WORK INSTRUCTION A: In the researcher bios, where is Lingxi Chenyang originally from?
WORK INSTRUCTION B: Please sum up the researcher bios in two sentences.
WORK INSTRUCTION C: Carry the researcher bios forward from the end of the Lingxi Chenyang entry.

DOCUMENT SEGMENT:
Segment Open

Kine Josefine Aurland-Bredesen
Kine Josefine Aurland-Bredesen is a Ph.D. Research Fellow in Economics at the Norwegian University of Life Sciences. Her primary focus is the optimal economic management of catastrophic risk. In her research, she explores methodological challenges, welfare consequences, and different responses to catastrophic risk. Apart from catastrophic risk, Kine's research interest includes environmental economics, decision theory, risk, uncertainty, and wicked problems.
Lingxi Chenyang
Lingxi Chenyang is a philosophy Ph.D. student at the University of Michigan and joint J.D. at Yale Law School. Lingxi is originally from Chengdu, China and graduated from Dartmouth College in 2014 with a B.A. in philosophy. Her research interests are multidisciplinary, lying at the intersection of moral psychology, energy ethics and economics, landscape ecology, and private and public law. She has published work on the merits of reducing meat demand as a climate policy strategy. Lingxi is currently researching the comparative values of human density and species biodiversity, and how land use law can become more climate resilient by incorporating biodiversity as a goal.

Segment Closed

Stored entries:
Segment Open

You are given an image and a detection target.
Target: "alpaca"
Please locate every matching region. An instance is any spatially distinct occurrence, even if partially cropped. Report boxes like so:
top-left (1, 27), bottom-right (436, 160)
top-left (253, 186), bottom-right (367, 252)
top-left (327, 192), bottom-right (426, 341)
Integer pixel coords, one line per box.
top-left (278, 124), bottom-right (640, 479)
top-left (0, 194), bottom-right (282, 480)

Segment Closed

EXPECTED ANSWER A: Chengdu, China.

EXPECTED ANSWER B: Kine Josefine Aurland-Bredesen is a Ph.D. Research Fellow in Economics at the Norwegian University of Life Sciences whose primary focus is the optimal economic management of catastrophic risk, and her interests also include environmental economics, decision theory, risk, uncertainty, and wicked problems. Lingxi Chenyang is a philosophy Ph.D. student at the University of Michigan and joint J.D. at Yale Law School whose multidisciplinary research spans moral psychology, energy ethics and economics, landscape ecology, and private and public law, and she is currently studying the comparative values of human density and species biodiversity and how land use law can become more climate resilient.

EXPECTED ANSWER C:
Martin Vaeth
Martin Vaeth is a PhD student in economics at Princeton University. His research interests lie in decision and game theory, with a focus on deviations from expected utility theory. He is currently interested in how to make good decisions under severe uncertainty/ambiguity. Prior to starting at Princeton, he studied mathematics, economics and philosophy at the University of Heidelberg and the London School of Economics.
Mattie Toma
Mattie Toma is a PhD student in economics at Harvard University. Her research interests include behavioral and experimental economics. She is currently working on projects ranging from exploring the use of behavioral interventions to improve health outcomes to better understanding the role of beliefs in improving treatment efficacy.
Peter Park
Peter S. Park is a Harvard mathematics Ph.D. student researching group dynamics, with a particular focus on human decision-making and cooperation. He hopes to explain information frictions that are considered cognitive biases today as potentially arising from rational strategies: specifically, those maximizing evolutionary fitness within an informational cost-benefit structure from the group-oriented past. Before becoming involved in the effective-altruism community of the Boston/Cambridge area, he was a pure mathematician, having majored in math at Princeton University while publishing eight papers in number theory and algebra. He is American but has spent most of his life in South Korea.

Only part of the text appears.